* **WORK INSTRUCTION 1**: Reproduce the part of the nurses' abortion article starting with "TWO Roman Catholic" and going on through "terminate a pregnancy.".
* **WORK INSTRUCTION 2**:
Answer these questions from the nurses' abortion article, one per line:
(a) How often were the nurses assigned to the abortion clinic?
(b) What does EMA stand for?
(c) Whom did the nurses go to after management said they had no choice?
* **WORK INSTRUCTION 3**: List every abbreviation that appears in the nurses' abortion article.

* **PASSAGE**:
********************
Nurses win abortion battle

17 August 2011

by Pat Ashworth

Objection: the nurses cannot be forced to assist in Early Medical Abortion SHUTTERSTOCK

Objection: the nurses cannot be forced to assist in Early Medical Abortion SHUTTERSTOCK

TWO Roman Catholic nurses have won the right not to work in an abortion clinic, in a case that has been reported as relying on a new inter­pretation of the Religion and Belief provisions in the Equality Act 2010.

The pair were employed for ordin­ary nursing duties, but were then allocated to work once a week at an abortion clinic in their hospital. The clinic carries out the EMA (Early Medical Abortion) process, which uses drugs rather than surgery to terminate a pregnancy.

The nurses objected, but were told by management that they had no choice in the matter. They ap­proached the hospital’s RC chaplain, who in turn contacted the Thomas More Legal Centre (TMLC), a charity that provides free legal advice for cases involving religious freedom.
********************
* **SUPPLIED DATA**:
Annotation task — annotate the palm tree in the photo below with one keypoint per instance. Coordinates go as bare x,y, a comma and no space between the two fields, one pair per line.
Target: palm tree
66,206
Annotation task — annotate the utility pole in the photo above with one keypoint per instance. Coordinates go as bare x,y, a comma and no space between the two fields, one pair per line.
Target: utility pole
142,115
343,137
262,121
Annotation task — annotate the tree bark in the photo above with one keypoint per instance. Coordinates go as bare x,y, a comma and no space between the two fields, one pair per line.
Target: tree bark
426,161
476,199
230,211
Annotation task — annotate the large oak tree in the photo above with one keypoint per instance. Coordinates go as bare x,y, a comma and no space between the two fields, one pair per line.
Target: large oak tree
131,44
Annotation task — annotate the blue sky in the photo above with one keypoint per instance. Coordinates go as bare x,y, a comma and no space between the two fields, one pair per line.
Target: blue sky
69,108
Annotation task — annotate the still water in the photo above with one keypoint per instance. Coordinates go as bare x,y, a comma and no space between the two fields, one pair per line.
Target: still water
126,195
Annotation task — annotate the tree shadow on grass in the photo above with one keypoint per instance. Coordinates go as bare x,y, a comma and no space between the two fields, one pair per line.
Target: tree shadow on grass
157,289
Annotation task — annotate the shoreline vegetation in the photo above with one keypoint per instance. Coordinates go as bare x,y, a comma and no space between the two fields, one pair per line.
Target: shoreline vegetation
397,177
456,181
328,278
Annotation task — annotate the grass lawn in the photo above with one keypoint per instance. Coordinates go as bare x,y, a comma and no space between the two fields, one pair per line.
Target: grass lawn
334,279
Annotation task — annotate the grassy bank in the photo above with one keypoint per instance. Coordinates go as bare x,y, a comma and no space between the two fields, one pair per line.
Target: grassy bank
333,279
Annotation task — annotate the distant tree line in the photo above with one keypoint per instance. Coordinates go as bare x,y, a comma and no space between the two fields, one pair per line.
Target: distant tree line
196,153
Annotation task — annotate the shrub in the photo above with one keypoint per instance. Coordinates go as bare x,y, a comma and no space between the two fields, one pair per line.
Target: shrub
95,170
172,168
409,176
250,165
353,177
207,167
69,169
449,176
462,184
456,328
********************
* **EXPECTED ANSWER 1**:
TWO Roman Catholic nurses have won the right not to work in an abortion clinic, in a case that has been reported as relying on a new inter­pretation of the Religion and Belief provisions in the Equality Act 2010.

The pair were employed for ordin­ary nursing duties, but were then allocated to work once a week at an abortion clinic in their hospital. The clinic carries out the EMA (Early Medical Abortion) process, which uses drugs rather than surgery to terminate a pregnancy.

* **EXPECTED ANSWER 2**:
(a) Once a week
(b) Early Medical Abortion
(c) The hospital's RC chaplain

* **EXPECTED ANSWER 3**:
EMA
TMLC
RC